— start READING PASSAGE —
The Indy's Guide to Award Show Season

Well, Indy readers, winter is coming to a close, giving way to the next calendar season: Award Show Season. Award Show Season is, of course, followed by Midterm Season, which is followed by the Bingewatching Seasons, which are followed in turn by the holy season of Spring Break. After that I’m pretty sure it’s Lent; this is a Jesuit school, after all.

In this piece, I’ll try to give readers a concise overview of some of the biggest films and television shows of the Season – just the hard facts. To be sure, here at Georgetown we all know that Award Show Season – the Golden Globes, the Oscars – is far less important than all the political conflict and intrigue that’s going on this year. Hollywood’s biggest nights are nothing more than celebrations of spectacle over substance, a cesspool of the superficial and the frivolous. That’s why we follow politics; it’s hard, decent work, but someone’s got to do it.

But as it happens, entertainment and politics do have some overlap this Award Show Season. Veep, a political satire television series starring Seinfeld’s Julia Louis-Dreyfus, shows the human underbelly of the Washington elite; the characters may hold prestigious government jobs, but we see that their lives can be just as dull, petty, and tedious as our own. Evidently, Louis-Dreyfus recognized that the only way to star in a show where even less happens than Seinfeld was to choose one set in D.C.

Another new show is Westworld, a cerebral science fiction-western about an amusement park filled with robots. The HBO drama, loaded with violence and intrigue, has been a hit across many diverse demographics, but it does uniquely well with one in particular: your one annoying friend who always loudly explains what’s happening during Game of Thrones.

Georgetown students might also take note of Silence, Martin Scorsese’s new historical drama about 17th century Jesuits in Japan. It will likely win many an award, and play every single month at every church rectory family night for the rest of time.

The Americans, a period political drama, is another great show that could win big this season. It’s the story of two Soviet KGB officers masquerading as a normal family in the suburbs of Washington D.C. The drama unfolds during the Cold War, though if it were set today these two Russian agents would be much easier to catch: they would be the only household in the D.C. suburbs not voting for Hillary Clinton.

The musical romantic comedy La La Land, the title both a reference to its setting of Los Angeles and the state of being out of touch with reality, follows a barista, played by Emma Stone, struggling to be an actress. The movie is basically a lively reenactment of how your relatives imagine your future as they’re asking what exactly you’re going to do with that B.A. in philosophy.
— end READING PASSAGE —
COMPLETE THE FOLLOWING:
1. Answer these from the award season guide:
(a) Who stars in Veep?
(b) What is the amusement park in Westworld filled with?
(c) What job does Emma Stone's character hold in La La Land?
2. Please copy out the award season guide from "But as it happens, entertainment" up to and including "set in D.C.", word for word.
The material that comes next has nothing to do with any of this.
— start GIVEN MATERIAL —
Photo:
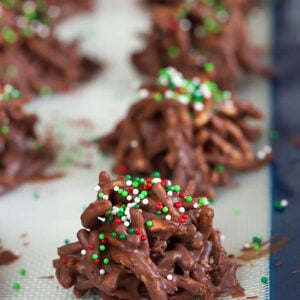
— end GIVEN MATERIAL —
EXPECTED RESULTS:
1.
(a) Julia Louis-Dreyfus
(b) Robots
(c) She is a barista.

2.
But as it happens, entertainment and politics do have some overlap this Award Show Season. Veep, a political satire television series starring Seinfeld’s Julia Louis-Dreyfus, shows the human underbelly of the Washington elite; the characters may hold prestigious government jobs, but we see that their lives can be just as dull, petty, and tedious as our own. Evidently, Louis-Dreyfus recognized that the only way to star in a show where even less happens than Seinfeld was to choose one set in D.C.